++++ DOCUMENT PASSAGE
Class Action Lawsuit Settled


----------



## OhioSpyderman (Jul 21, 2021)

Curious if you know why the lawsuit doesn't include 21's and 22's?
I didn't realize there was a difference in transmissions between 20's and 21's.

Anyone know what the differences are between the Aisin AWF8 and the Aisin AQ8 (as this is what OBD11 tells me my 21 has)?

Again, just trying to learn....

Bob.


----------



## InfamousVector (12 mo ago)

Thanks for sharing 19TIG!

Also another post regarding this settlement which pertains to both the Jetta and Tiguan. Jetta and Tiguan Transmission Problem Settlement Announced.

Key findings:

Due to defects in the torque converter, 2019 Jetta and 2018-2020 Tiguan owners may experience transmission failure.
VW calibrated the Aisin AWF8F35 8-speed automatic transmission’s software to engage higher gears at insufficient speeds and insufficient revolutions per minute.
Notice of this class action settlement will be sent out to consumers Spring 2022.
No settlement website has been published edit.


----------



## OhioSpyderman (Jul 21, 2021)

After doing a quick search...
++++++++
REQUIREMENT 1
Swap "Jetta" for "Passat" in the forum thread's stretch from "Also another post" through "consumers Spring 2022.", and write out that stretch.
REQUIREMENT 2
List every transmission model name mentioned in the forum thread.
Work only from the forum thread.
++++ INFORMATION SHOWN
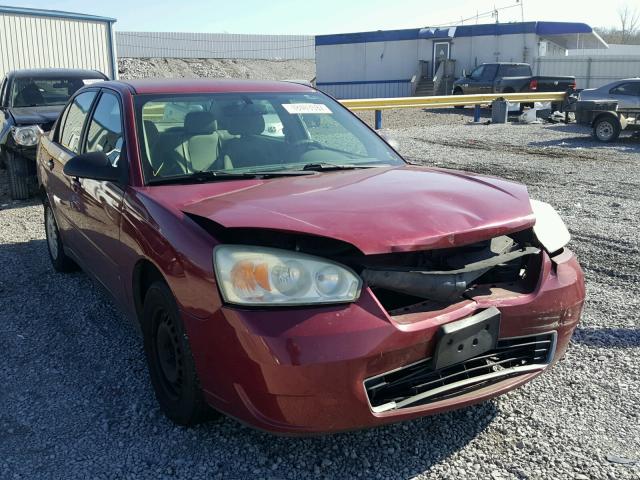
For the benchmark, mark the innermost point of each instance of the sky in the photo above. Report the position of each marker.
(312, 17)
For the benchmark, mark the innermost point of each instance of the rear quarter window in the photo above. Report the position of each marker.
(76, 116)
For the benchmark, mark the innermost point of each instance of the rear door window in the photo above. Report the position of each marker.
(74, 121)
(628, 89)
(489, 72)
(477, 73)
(105, 130)
(515, 71)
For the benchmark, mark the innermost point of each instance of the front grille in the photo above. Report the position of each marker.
(419, 384)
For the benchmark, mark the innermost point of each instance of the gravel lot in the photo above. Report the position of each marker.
(76, 400)
(130, 68)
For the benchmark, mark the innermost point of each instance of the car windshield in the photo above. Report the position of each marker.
(249, 133)
(42, 92)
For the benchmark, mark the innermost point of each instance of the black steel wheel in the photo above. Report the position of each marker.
(59, 259)
(171, 365)
(607, 129)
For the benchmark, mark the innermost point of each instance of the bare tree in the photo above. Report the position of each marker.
(629, 23)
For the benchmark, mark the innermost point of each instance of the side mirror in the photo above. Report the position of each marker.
(93, 165)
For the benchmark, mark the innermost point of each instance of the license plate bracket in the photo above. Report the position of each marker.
(464, 339)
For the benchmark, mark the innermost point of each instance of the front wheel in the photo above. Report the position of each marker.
(22, 176)
(171, 365)
(607, 129)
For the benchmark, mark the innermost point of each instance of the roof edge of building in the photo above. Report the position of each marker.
(39, 12)
(539, 28)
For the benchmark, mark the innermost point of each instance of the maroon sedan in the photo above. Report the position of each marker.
(289, 269)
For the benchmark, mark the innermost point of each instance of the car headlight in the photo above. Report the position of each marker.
(26, 136)
(268, 276)
(549, 227)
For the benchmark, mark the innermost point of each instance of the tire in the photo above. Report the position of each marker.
(22, 176)
(60, 261)
(458, 107)
(171, 365)
(607, 129)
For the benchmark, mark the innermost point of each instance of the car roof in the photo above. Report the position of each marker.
(52, 72)
(617, 82)
(203, 85)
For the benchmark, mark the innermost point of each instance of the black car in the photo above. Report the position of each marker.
(30, 103)
(509, 78)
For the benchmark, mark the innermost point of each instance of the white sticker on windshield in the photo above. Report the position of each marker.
(306, 108)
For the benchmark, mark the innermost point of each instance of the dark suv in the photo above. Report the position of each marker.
(30, 103)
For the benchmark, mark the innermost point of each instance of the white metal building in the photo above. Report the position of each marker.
(391, 63)
(34, 38)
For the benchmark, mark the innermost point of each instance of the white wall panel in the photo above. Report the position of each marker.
(591, 72)
(30, 41)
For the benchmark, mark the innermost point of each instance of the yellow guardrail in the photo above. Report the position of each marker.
(450, 100)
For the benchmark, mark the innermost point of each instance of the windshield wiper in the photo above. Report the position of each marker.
(327, 167)
(217, 175)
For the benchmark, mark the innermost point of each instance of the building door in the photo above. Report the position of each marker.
(441, 51)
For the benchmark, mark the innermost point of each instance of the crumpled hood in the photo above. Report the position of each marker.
(36, 115)
(378, 210)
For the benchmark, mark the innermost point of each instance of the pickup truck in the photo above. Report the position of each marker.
(509, 78)
(30, 103)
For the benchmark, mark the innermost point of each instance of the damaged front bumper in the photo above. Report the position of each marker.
(333, 368)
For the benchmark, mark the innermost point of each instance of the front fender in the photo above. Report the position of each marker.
(180, 249)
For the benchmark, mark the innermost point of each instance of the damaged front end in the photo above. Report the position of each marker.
(501, 253)
(433, 280)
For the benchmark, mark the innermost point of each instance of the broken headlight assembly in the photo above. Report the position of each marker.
(26, 136)
(260, 276)
(549, 228)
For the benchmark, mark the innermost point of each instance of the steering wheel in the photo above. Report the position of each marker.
(307, 143)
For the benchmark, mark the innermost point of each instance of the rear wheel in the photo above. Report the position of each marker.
(60, 261)
(22, 176)
(171, 364)
(458, 92)
(607, 129)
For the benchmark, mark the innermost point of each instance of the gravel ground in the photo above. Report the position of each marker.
(76, 400)
(130, 68)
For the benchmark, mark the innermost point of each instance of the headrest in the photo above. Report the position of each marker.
(199, 123)
(244, 119)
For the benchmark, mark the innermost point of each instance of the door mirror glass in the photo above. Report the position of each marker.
(105, 128)
(92, 165)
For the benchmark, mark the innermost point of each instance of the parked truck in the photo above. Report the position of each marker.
(509, 78)
(30, 103)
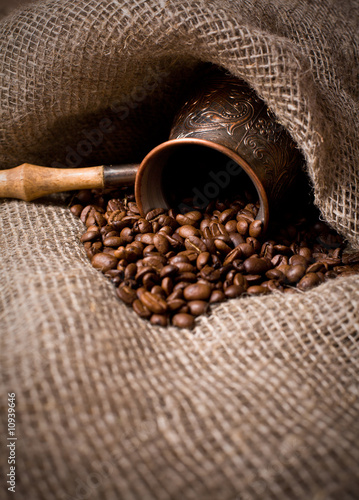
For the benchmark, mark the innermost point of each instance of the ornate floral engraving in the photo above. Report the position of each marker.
(226, 111)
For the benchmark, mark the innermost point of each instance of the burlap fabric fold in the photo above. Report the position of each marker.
(260, 401)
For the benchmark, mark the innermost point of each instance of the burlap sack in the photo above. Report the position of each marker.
(261, 400)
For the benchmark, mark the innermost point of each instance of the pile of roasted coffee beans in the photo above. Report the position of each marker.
(170, 267)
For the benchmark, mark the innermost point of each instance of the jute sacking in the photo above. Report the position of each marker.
(261, 400)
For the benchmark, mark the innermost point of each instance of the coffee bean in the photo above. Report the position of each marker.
(167, 285)
(197, 291)
(169, 271)
(150, 279)
(308, 281)
(190, 218)
(242, 226)
(158, 290)
(246, 249)
(155, 213)
(113, 241)
(197, 307)
(222, 246)
(185, 267)
(295, 273)
(202, 259)
(90, 236)
(257, 290)
(256, 265)
(195, 244)
(210, 274)
(231, 226)
(104, 261)
(255, 228)
(350, 258)
(159, 320)
(234, 291)
(154, 303)
(130, 271)
(240, 280)
(275, 274)
(216, 296)
(141, 309)
(175, 304)
(187, 230)
(161, 243)
(183, 320)
(142, 226)
(179, 263)
(234, 254)
(188, 277)
(126, 294)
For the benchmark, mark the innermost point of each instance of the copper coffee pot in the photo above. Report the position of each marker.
(224, 137)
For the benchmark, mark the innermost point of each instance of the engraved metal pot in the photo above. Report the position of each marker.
(224, 138)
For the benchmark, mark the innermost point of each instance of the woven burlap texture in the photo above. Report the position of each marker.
(260, 401)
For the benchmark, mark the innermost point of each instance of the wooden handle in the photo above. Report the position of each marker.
(28, 182)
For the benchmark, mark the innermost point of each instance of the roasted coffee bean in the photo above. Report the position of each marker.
(257, 290)
(295, 273)
(227, 215)
(167, 285)
(350, 258)
(130, 271)
(256, 265)
(279, 260)
(90, 236)
(195, 244)
(142, 226)
(234, 254)
(197, 307)
(141, 309)
(296, 260)
(222, 246)
(175, 304)
(234, 291)
(104, 261)
(240, 280)
(178, 258)
(308, 281)
(126, 294)
(183, 320)
(161, 243)
(190, 218)
(187, 230)
(113, 241)
(231, 226)
(154, 303)
(202, 260)
(275, 274)
(159, 320)
(155, 213)
(187, 276)
(315, 267)
(185, 267)
(150, 279)
(109, 250)
(169, 271)
(197, 291)
(180, 263)
(216, 296)
(246, 249)
(255, 228)
(158, 290)
(210, 274)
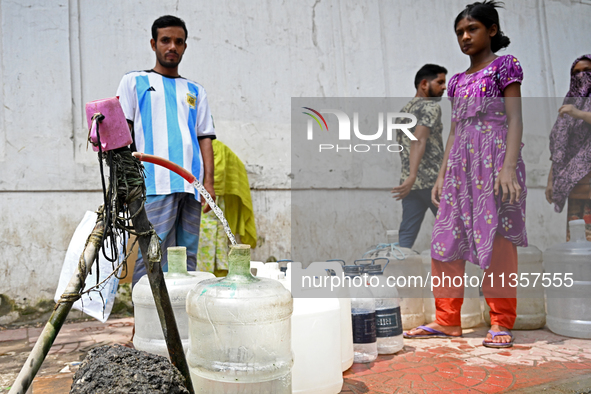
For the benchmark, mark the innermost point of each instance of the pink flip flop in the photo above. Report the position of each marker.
(433, 334)
(498, 344)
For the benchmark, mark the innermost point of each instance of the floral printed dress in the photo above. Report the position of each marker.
(470, 214)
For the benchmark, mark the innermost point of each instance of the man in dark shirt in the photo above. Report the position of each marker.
(420, 159)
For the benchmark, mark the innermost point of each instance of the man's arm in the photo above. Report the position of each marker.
(206, 147)
(417, 150)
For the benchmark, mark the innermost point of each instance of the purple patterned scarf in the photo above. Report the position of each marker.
(570, 140)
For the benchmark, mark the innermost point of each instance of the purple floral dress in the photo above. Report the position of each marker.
(469, 214)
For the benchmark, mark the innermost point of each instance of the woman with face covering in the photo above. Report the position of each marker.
(570, 146)
(480, 190)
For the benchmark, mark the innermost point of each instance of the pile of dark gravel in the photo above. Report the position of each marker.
(121, 370)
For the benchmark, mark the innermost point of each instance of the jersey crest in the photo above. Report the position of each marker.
(191, 100)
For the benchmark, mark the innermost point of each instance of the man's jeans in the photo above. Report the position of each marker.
(414, 207)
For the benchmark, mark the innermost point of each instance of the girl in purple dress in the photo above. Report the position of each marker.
(570, 145)
(480, 190)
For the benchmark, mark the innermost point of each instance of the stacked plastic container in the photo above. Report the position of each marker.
(406, 263)
(148, 331)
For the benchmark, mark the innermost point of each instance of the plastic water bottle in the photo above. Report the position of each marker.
(392, 236)
(388, 325)
(363, 313)
(568, 284)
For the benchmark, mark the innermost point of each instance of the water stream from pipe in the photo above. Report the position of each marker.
(197, 185)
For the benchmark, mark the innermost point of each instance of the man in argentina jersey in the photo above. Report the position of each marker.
(169, 116)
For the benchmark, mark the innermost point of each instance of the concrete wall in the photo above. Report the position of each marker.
(252, 57)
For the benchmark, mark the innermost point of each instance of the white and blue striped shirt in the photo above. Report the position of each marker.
(169, 115)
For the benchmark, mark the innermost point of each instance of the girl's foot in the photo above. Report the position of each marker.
(498, 340)
(436, 331)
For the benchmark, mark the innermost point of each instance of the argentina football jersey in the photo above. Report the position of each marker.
(169, 116)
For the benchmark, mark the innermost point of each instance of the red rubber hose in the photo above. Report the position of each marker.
(166, 164)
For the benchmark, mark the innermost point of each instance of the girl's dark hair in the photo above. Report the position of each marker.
(485, 12)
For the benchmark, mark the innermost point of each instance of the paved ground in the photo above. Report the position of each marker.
(540, 362)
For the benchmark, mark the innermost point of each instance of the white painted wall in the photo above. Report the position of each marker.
(252, 57)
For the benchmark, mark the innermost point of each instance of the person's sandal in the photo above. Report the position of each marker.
(498, 344)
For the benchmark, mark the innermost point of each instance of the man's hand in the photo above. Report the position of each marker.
(400, 192)
(571, 110)
(209, 187)
(437, 191)
(549, 193)
(549, 189)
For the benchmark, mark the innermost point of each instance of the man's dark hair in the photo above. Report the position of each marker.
(428, 72)
(167, 21)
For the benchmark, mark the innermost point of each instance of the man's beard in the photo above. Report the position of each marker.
(166, 64)
(432, 95)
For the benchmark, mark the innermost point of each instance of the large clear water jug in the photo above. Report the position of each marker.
(148, 331)
(272, 270)
(405, 264)
(471, 313)
(567, 267)
(531, 308)
(240, 332)
(315, 336)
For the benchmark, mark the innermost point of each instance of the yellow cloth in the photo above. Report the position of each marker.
(231, 182)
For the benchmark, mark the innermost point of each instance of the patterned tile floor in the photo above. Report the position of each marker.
(463, 365)
(424, 366)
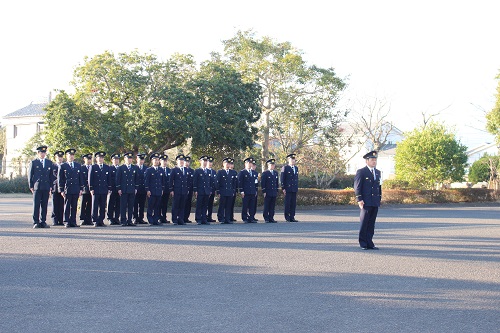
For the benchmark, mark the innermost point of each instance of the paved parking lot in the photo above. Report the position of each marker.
(437, 270)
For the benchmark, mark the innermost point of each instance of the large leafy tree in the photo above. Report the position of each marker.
(493, 117)
(297, 99)
(430, 155)
(133, 101)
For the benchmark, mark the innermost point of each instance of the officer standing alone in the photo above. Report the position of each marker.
(40, 179)
(290, 187)
(368, 193)
(269, 183)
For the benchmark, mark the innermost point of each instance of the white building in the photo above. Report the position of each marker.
(477, 152)
(20, 126)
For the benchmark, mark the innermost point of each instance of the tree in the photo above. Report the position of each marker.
(485, 170)
(372, 121)
(430, 155)
(133, 101)
(297, 99)
(493, 117)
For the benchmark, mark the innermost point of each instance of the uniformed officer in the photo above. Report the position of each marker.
(179, 189)
(71, 182)
(227, 185)
(140, 196)
(211, 198)
(126, 183)
(233, 173)
(100, 185)
(254, 170)
(154, 181)
(202, 189)
(246, 185)
(57, 199)
(189, 179)
(269, 183)
(166, 192)
(290, 187)
(368, 195)
(86, 201)
(114, 197)
(40, 180)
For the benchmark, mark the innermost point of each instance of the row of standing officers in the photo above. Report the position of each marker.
(123, 189)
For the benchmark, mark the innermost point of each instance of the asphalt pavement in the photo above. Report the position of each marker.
(437, 270)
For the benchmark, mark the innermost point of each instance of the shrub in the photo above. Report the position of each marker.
(395, 184)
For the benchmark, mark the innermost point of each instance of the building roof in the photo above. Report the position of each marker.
(28, 111)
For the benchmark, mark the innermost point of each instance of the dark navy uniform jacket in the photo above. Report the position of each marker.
(178, 181)
(141, 188)
(55, 170)
(126, 180)
(189, 178)
(202, 181)
(227, 182)
(154, 180)
(85, 178)
(269, 183)
(213, 179)
(112, 177)
(167, 171)
(70, 180)
(290, 179)
(100, 180)
(366, 188)
(39, 177)
(246, 181)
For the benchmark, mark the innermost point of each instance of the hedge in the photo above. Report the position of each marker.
(316, 197)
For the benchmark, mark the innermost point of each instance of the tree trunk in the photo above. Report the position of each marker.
(265, 141)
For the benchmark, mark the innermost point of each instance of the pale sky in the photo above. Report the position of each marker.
(421, 56)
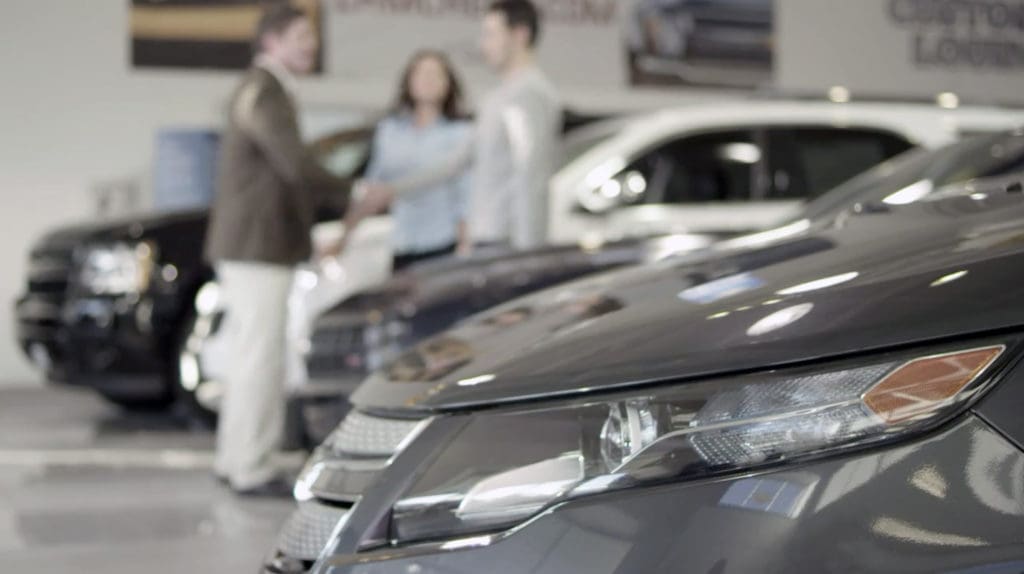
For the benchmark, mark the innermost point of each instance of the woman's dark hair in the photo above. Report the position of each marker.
(452, 107)
(275, 19)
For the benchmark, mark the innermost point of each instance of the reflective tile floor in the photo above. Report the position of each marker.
(86, 488)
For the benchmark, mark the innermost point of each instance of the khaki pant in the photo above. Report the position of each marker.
(251, 424)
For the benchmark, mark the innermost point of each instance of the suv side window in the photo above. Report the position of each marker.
(706, 168)
(807, 162)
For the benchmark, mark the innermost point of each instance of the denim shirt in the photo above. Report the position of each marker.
(424, 219)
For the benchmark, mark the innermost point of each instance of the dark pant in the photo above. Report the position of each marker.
(402, 261)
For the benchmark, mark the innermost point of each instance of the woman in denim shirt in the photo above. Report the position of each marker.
(426, 125)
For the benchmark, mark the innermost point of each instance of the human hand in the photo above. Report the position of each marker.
(376, 199)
++++++++
FULL RESPONSE 1
Also another post regarding this settlement which pertains to both the Passat and Tiguan. Passat and Tiguan Transmission Problem Settlement Announced.

Key findings:

Due to defects in the torque converter, 2019 Passat and 2018-2020 Tiguan owners may experience transmission failure.
VW calibrated the Aisin AWF8F35 8-speed automatic transmission’s software to engage higher gears at insufficient speeds and insufficient revolutions per minute.
Notice of this class action settlement will be sent out to consumers Spring 2022.

FULL RESPONSE 2
Aisin AWF8
Aisin AQ8
Aisin AWF8F35